* begin LISTING *

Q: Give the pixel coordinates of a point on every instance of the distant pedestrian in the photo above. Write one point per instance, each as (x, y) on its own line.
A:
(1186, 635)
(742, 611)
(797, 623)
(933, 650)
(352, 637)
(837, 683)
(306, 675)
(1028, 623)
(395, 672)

* end LISTING *
* begin LISTING *

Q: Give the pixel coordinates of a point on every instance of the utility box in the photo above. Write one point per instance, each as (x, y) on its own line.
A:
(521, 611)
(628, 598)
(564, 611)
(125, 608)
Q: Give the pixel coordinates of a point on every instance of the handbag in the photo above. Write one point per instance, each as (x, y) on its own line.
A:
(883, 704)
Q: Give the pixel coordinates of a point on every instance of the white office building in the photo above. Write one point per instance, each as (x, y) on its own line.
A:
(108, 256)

* end LISTING *

How many lines in the items above contain the word "white"? Match case exactly, and reply with the number only.

FULL SOLUTION: 1